*EXERCISE INSTRUCTIONS*
A: According to the news article on the proposed Plum wastewater well, how many gallons a day does the treatment plant in Aspinwall pump and treat from the Allegheny?
B: Write the next part of the news article on the proposed Plum wastewater well, picking up after its final sentence.

*EXTRACTED TEXT*
------------------------------------------------------------------------
Proposed Plum well brings up concerns
Allowing a shale gas wastewater disposal well in Plum would risk costly contamination of the Allegheny River and jeopardize Pittsburgh’s main water source, according to Mayor Bill Peduto and the Pittsburgh Water & Sewer Authority.
In a Feb. 17 letter to Gov. Tom Wolf, Mr. Peduto and PWSA Executive Director Will Pickering said they had “serious concerns” about the Penneco Sedat No. 3A Class II waste injection well. It is located near Pucketa Creek, a tributary that joins the Allegheny 10 miles above the PWSA’s intake pipes for its treatment plant in Aspinwall.
The letter, which was not publicized when it was sent, noted that the plant pumps and treats more than 70 million gallons a day from the Allegheny. It urges the governor to “revise or repeal” the state Department of
Environmental Protection permit for the well issued to Delmont-based Penneco Environmental Solutions in April 2020.
The governor did not respond to a request for comment this week.
The Peduto-Pickering letter followed by a month a similar one from Protect PT, the Breathe Collaborative and Citizens for Plum. ALLEGHENY The community groups also urged Mr. Wolf to nullify the DEP permit, saying operation of the injection well would increase the risk of chemical and radioactive contamination of surface water and groundwater, cause mine subsidence, and increase the risk of earthquakes.
In response to that January letter, signed by 45 environmental organizations and community leaders, the governor’s office said Mr. Wolf doesn’t have the authority to override a DEP decision — but Gillian Graber, executive director of Protect PT, said it seems he just doesn’t want to get involved.
------------------------------------------------------------------------
*DATA EXTRACT*

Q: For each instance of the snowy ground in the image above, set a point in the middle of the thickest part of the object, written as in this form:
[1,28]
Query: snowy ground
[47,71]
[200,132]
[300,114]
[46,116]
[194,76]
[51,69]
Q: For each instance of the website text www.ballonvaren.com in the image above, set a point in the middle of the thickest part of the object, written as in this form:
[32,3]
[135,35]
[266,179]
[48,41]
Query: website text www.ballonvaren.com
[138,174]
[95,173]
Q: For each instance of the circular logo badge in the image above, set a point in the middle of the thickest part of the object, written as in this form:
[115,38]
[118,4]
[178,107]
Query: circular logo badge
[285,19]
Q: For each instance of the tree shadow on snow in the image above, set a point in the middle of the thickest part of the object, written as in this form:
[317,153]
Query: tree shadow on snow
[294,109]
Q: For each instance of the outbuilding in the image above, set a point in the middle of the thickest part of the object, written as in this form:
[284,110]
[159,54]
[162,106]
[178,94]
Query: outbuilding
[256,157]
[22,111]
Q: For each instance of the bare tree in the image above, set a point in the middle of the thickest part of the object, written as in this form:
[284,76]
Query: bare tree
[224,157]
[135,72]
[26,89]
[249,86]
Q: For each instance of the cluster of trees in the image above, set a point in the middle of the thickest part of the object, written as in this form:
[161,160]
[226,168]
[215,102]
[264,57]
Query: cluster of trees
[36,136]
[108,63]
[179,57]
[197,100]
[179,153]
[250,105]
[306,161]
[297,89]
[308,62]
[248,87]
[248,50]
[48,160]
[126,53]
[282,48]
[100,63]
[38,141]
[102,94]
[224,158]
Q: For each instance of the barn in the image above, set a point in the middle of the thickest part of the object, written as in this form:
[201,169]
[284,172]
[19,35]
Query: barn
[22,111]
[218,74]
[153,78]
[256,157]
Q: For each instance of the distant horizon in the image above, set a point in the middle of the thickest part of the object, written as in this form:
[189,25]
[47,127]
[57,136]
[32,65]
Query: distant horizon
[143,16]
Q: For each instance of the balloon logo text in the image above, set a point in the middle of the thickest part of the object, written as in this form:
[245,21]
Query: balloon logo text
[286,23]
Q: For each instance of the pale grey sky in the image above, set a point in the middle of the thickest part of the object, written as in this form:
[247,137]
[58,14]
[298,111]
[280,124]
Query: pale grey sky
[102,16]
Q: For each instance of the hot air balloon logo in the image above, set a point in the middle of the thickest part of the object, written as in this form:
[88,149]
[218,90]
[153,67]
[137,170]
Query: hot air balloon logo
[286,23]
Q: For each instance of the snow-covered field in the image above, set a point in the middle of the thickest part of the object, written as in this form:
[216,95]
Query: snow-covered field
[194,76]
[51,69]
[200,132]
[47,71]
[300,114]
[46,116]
------------------------------------------------------------------------
*RESPONSES PER TASK*
A: More than 70 million gallons a day.

B:
“We think the governor does have the ability to revoke the permit,” Ms. Graber said. “We think the state is playing with fire by injecting fluids into wells that are not pressurized and are not built to be pressurized over and over again, and I’m certain that if this well is allowed to go forward, it could contaminate the river.”
The Sedat well in Plum, which Penneco wants to use to inject shale gas drilling brine more than 1,900 feet underground, was drilled in 1989 into the Murrysville sandstone formation but never put into oil and gas production. Anthony Ingraffea, a Cornell University engineering professor working with the community organizations, reviewed the well and questioned whether its more than 30year- old cement casing could withstand repeated pressurized injections.
“Ingraffea told us the well was not designed to be an injection well, was not designed to accept fluids under pressurized conditions,” Ms. Graber said. “There’s a fatigue effect when you repeatedly bend a piece of metal. Eventually, it breaks.”
Penneco has said the well is structurally sound, noting that all the issues raised in the January letter to the governor had been settled to the satisfaction of the DEP.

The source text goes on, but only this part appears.